= WRITTEN REQUEST =
Edit the listing below by swapping every "endpoint" for "service" and keeping all other text unchanged.

(Items from a dataset)
Start

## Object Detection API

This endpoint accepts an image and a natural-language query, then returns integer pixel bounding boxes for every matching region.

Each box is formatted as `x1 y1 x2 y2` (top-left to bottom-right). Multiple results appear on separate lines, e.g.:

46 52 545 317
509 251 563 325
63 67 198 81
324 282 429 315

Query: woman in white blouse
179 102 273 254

End

= ANSWER =
## Object Detection API

This service accepts an image and a natural-language query, then returns integer pixel bounding boxes for every matching region.

Each box is formatted as `x1 y1 x2 y2` (top-left to bottom-right). Multiple results appear on separate lines, e.g.:

46 52 545 317
509 251 563 325
63 67 198 81
324 282 429 315

Query: woman in white blouse
179 102 273 254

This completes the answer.